- [Page excerpt]
——————————

Wednesday, February 20, 2008

Confessions of a Real Pervert

Apparently I'm kind of a perv. I've always kind of known this, but sometimes you just hit new pervy lows. Today was one of those days. For those of you who know me, I'm sure this is hardly a shock. For those of you who don't know me and just read my blog, it's probably less of a shock. For all you other pervs out there, here's a little voyeur into my pervert-i-ness:

Gene Simmons has a sex tape- Not my problem, right? I'm not the girl in it. What is my problem, you ask? Well, I tried to watch it. For reals. It gets worse. I was a little too upset when the website didn't come up. Who in their bloody right mind wants to watch Gene Simmons have sex? I'm a perv.

Sexual acts in moving vehicles are awesome- Not too pervy. A lot of people might agree with that. My problem? Sexual acts in moving vehicles on city streets are also acceptable. Worse ? Sexual acts in moving vehicles on city streets in broad daylight are also acceptable. I'm a perv.

I find Simon Cowell sexually attractive. I'm a perv.

I probably would go to the Donkey Show just to say I went. I'm a perv. (Disclaimer: No matter how much of a perv I am, I can say with total certainty that I would not enjoy The Donkey Show. I just said I'd go).

——————————

- [Information provided]
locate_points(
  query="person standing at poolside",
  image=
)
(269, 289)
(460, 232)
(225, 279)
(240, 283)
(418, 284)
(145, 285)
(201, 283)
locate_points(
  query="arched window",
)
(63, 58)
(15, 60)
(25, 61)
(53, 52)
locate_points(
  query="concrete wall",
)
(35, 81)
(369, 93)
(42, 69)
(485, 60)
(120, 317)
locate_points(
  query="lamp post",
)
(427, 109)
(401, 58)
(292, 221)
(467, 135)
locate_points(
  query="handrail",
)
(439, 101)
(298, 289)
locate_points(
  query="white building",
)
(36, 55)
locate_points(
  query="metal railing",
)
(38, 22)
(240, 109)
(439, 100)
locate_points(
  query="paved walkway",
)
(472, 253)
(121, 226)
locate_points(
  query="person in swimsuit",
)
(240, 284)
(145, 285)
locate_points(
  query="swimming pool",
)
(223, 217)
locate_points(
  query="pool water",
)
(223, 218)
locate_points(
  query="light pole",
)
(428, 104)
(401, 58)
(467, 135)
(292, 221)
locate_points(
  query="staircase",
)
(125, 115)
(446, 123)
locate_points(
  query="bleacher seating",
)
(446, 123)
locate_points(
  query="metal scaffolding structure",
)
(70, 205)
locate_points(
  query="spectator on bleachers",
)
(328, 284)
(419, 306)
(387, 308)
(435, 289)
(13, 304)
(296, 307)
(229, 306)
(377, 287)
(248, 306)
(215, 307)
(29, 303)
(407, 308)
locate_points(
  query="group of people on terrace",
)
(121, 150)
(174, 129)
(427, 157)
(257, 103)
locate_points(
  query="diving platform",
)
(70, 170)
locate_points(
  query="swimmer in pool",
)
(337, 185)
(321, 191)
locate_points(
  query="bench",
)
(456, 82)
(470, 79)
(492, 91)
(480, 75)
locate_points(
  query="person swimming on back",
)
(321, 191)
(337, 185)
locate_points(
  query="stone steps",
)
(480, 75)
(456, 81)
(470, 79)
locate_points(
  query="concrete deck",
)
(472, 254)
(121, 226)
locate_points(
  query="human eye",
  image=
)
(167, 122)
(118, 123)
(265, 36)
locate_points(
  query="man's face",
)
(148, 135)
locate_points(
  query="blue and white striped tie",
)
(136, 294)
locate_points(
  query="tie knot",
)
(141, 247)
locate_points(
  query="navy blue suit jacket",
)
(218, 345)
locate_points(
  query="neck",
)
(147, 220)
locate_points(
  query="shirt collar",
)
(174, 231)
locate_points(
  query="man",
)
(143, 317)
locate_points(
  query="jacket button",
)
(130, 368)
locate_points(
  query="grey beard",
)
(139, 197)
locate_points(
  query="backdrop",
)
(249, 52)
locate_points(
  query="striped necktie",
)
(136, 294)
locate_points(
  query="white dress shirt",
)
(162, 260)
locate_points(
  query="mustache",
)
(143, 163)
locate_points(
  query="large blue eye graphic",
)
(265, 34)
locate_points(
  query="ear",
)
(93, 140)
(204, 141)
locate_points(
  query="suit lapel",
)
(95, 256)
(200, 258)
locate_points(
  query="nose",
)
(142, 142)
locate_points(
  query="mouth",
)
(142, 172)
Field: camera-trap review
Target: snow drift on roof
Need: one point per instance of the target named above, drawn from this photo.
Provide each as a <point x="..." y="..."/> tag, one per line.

——————————

- [Work request] Whom does the writer of the blog post say they find sexually attractive? None of the items are used here.

- [Output of the task] Simon Cowell